▸ **REQUIRED WORK**: Make the copy match the entries below exactly, with no pictures carried over.

· · ·

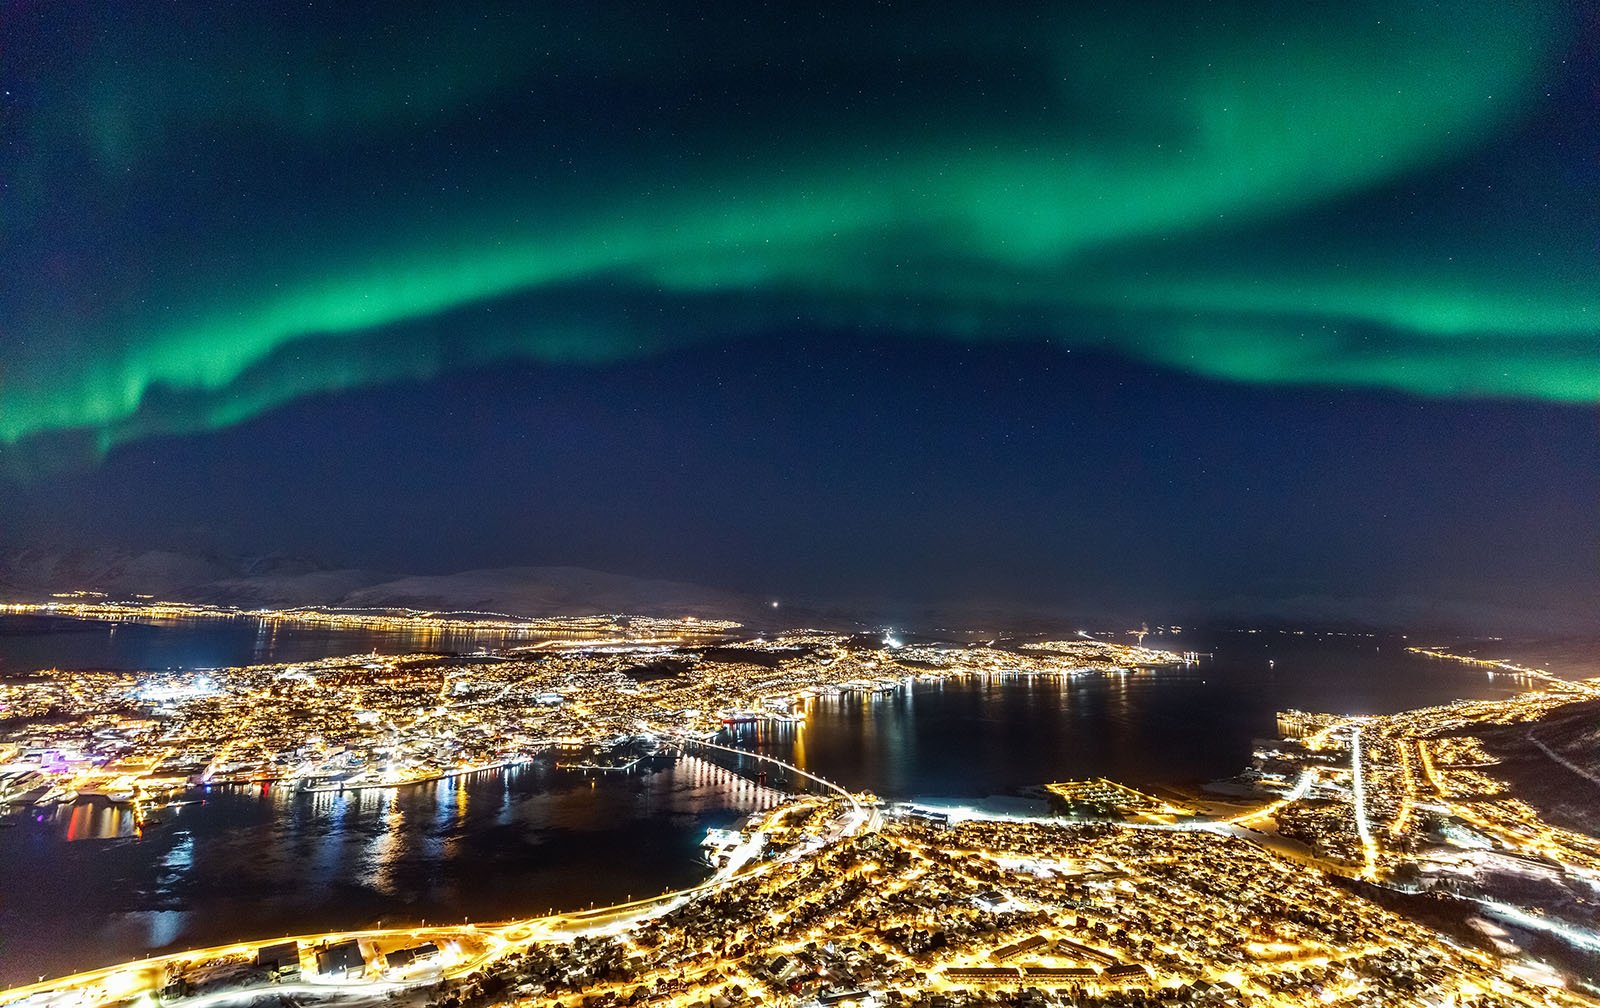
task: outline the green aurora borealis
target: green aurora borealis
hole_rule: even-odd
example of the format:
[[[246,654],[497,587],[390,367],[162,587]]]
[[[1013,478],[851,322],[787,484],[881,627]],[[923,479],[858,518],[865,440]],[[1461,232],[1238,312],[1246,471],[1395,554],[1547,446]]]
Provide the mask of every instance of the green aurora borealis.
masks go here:
[[[0,443],[795,325],[1600,400],[1560,7],[400,6],[8,9]]]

· · ·

▸ **EXERCISE RESULT**:
task: outline the green aurora borealis
target: green aurora borealis
hole_rule: even-odd
example of the format:
[[[246,654],[497,587],[390,367],[162,587]]]
[[[1013,478],[851,322],[787,484],[881,627]],[[923,479],[858,518],[865,440]],[[1461,232],[1238,312],[1246,471],[1395,554],[1547,446]]]
Provide the mask of every instance of the green aurora borealis.
masks go here:
[[[0,443],[795,325],[1600,400],[1560,7],[400,6],[8,9]]]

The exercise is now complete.